> Job
Pick out and copy every line of the records below that contains the string "item", treating uppercase and lowercase as distinct.

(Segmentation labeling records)
+---+
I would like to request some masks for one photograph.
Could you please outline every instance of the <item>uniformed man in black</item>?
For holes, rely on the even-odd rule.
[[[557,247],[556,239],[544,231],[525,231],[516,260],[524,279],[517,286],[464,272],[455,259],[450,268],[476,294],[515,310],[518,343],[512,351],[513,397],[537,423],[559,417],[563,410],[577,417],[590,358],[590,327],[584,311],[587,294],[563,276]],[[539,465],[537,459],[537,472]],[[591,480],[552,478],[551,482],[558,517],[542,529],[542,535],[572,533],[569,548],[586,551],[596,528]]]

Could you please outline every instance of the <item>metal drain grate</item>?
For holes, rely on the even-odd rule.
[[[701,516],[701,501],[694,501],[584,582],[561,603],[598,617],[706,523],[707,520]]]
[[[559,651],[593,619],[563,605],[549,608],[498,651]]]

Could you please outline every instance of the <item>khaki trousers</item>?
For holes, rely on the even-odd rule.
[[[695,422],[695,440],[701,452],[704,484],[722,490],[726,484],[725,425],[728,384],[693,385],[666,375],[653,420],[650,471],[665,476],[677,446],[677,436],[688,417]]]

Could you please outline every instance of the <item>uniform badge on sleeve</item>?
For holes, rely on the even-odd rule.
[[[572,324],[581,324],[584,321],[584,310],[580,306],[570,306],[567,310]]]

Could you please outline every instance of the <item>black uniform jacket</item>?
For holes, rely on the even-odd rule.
+---+
> Problem solution
Could you please outline every instance of the <item>uniformed man in black</item>?
Could you please outline every instance of the <item>metal drain grate</item>?
Could you please outline every instance of the <item>khaki trousers</item>?
Could you please outline every instance of the <item>uniform badge on sleeve</item>?
Could you please outline every instance of the <item>black uniform jacket</item>?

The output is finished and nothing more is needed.